| 本文 |
ちやほやされる一人娘が豚の鼻を持ったまま生まれた。
仰天したものの、「完璧できれいな鼻を作ってあげればいい」という前向きな考えで、超一流の整形外科を訪ねた貴族の資産家夫婦。
ところが検診を終えた医師が戸惑った表情で、「手術できない」と話す。びっくりするしかない。
「鼻の中に頚動脈が通っているので、手術をすれば…死にます」
罪深い先祖のせいで、呪われた鼻を持ったまま生まれた少女の恋物語を描いた映画、『ペネルロペ(Penelope、写真)』。この映画は「鼻が醜ければ手術すればいいじゃないか」という観客の疑問をこのように根底から封じて、その物語が始まる。
頚動脈とは頭へと血を送る血管のこと。しかし、実際、頚動脈が鼻の内部を貫通する奇形などあるのだろうか。

| やること |
上の本文の「ところが検診を終えた医師が戸」から「する奇形などあるのだろうか。」までを、一字も変えずに書き出してください。

| データの抜き出し |

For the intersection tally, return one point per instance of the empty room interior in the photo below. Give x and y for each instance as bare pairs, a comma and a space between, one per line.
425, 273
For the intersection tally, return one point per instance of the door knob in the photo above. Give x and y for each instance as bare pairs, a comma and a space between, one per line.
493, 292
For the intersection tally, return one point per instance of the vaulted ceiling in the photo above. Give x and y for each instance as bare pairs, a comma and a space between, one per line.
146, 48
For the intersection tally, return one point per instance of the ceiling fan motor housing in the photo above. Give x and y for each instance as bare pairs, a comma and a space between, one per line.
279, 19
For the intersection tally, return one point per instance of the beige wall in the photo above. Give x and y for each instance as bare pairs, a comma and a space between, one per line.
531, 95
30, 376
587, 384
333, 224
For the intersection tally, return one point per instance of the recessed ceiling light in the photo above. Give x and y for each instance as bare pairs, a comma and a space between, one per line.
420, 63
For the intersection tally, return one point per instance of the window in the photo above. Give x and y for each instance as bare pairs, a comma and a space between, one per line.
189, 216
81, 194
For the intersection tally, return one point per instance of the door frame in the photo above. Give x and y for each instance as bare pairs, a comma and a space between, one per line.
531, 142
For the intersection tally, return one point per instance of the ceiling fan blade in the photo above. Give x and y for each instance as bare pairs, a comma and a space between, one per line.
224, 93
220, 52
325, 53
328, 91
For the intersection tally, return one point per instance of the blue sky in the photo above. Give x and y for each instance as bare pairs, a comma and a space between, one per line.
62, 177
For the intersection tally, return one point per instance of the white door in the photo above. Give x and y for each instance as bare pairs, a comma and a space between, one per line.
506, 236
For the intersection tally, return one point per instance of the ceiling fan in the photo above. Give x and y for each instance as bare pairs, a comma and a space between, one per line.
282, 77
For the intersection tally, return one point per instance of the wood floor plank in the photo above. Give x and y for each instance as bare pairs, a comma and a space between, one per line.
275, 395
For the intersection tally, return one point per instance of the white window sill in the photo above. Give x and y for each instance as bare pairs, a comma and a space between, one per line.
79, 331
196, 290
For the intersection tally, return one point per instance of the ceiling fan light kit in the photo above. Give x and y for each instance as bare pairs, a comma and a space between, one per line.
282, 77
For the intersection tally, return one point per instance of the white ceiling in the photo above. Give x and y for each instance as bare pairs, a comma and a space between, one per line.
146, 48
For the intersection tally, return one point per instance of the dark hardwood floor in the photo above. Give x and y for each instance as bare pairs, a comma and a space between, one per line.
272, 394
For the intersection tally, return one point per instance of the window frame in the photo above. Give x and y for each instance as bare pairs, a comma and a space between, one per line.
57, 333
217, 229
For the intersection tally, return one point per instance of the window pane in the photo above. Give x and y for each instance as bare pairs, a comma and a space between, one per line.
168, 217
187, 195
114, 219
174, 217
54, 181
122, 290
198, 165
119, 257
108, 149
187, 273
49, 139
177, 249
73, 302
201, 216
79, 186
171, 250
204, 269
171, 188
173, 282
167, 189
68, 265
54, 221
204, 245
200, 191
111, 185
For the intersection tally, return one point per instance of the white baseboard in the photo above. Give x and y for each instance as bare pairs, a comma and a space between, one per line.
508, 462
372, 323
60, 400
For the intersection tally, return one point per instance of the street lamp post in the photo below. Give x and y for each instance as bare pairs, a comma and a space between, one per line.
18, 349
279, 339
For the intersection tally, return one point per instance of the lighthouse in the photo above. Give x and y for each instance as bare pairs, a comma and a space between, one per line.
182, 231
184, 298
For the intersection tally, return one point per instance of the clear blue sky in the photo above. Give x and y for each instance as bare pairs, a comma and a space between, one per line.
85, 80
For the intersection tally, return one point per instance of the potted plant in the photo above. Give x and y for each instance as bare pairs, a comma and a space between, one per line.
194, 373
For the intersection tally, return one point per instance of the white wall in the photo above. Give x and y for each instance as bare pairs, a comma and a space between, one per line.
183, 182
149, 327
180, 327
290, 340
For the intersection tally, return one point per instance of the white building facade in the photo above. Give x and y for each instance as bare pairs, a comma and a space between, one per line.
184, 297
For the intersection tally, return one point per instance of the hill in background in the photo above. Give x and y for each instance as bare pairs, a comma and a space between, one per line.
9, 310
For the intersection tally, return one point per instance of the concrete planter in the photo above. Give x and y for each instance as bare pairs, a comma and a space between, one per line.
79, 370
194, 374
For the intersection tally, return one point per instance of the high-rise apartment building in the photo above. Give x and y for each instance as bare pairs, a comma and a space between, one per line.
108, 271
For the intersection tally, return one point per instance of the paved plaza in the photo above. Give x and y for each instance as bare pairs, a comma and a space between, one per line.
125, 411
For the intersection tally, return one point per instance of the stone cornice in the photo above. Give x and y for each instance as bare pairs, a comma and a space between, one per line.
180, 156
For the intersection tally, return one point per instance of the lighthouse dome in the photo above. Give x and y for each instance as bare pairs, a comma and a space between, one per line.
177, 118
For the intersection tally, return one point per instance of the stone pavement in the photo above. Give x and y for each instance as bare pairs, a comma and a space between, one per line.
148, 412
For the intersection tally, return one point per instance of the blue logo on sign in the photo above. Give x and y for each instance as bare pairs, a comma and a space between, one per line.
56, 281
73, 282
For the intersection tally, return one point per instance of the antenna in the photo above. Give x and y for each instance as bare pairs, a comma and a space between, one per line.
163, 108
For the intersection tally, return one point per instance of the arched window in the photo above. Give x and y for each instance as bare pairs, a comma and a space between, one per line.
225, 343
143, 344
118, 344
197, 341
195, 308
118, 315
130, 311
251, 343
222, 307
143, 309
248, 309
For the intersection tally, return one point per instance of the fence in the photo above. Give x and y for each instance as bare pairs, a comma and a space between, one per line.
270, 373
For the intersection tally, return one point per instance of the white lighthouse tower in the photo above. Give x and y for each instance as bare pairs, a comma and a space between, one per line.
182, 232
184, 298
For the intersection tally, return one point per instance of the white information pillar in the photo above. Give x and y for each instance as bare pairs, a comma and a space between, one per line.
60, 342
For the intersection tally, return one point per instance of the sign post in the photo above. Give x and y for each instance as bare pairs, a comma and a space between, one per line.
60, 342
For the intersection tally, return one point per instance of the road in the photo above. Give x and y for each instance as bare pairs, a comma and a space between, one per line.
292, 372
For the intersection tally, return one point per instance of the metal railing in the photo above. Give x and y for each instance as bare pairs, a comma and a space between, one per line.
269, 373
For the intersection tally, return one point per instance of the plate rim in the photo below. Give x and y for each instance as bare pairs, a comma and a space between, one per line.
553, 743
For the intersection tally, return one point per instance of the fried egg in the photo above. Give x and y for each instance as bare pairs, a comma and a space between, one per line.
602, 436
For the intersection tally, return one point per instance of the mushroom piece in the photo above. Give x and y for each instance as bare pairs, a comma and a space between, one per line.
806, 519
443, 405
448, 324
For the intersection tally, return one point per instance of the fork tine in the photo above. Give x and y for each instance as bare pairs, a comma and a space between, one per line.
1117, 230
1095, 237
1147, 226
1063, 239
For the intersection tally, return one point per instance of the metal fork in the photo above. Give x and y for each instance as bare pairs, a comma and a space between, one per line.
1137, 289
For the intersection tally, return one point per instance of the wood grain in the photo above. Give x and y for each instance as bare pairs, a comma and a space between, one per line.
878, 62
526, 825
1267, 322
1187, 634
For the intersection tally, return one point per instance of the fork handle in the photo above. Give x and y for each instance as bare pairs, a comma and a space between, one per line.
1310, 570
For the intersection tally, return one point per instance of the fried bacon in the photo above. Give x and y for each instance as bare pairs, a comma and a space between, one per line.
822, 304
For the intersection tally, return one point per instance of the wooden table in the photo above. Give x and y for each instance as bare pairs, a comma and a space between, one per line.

| 答え |
ところが検診を終えた医師が戸惑った表情で、「手術できない」と話す。びっくりするしかない。
「鼻の中に頚動脈が通っているので、手術をすれば…死にます」
罪深い先祖のせいで、呪われた鼻を持ったまま生まれた少女の恋物語を描いた映画、『ペネルロペ(Penelope、写真)』。この映画は「鼻が醜ければ手術すればいいじゃないか」という観客の疑問をこのように根底から封じて、その物語が始まる。
頚動脈とは頭へと血を送る血管のこと。しかし、実際、頚動脈が鼻の内部を貫通する奇形などあるのだろうか。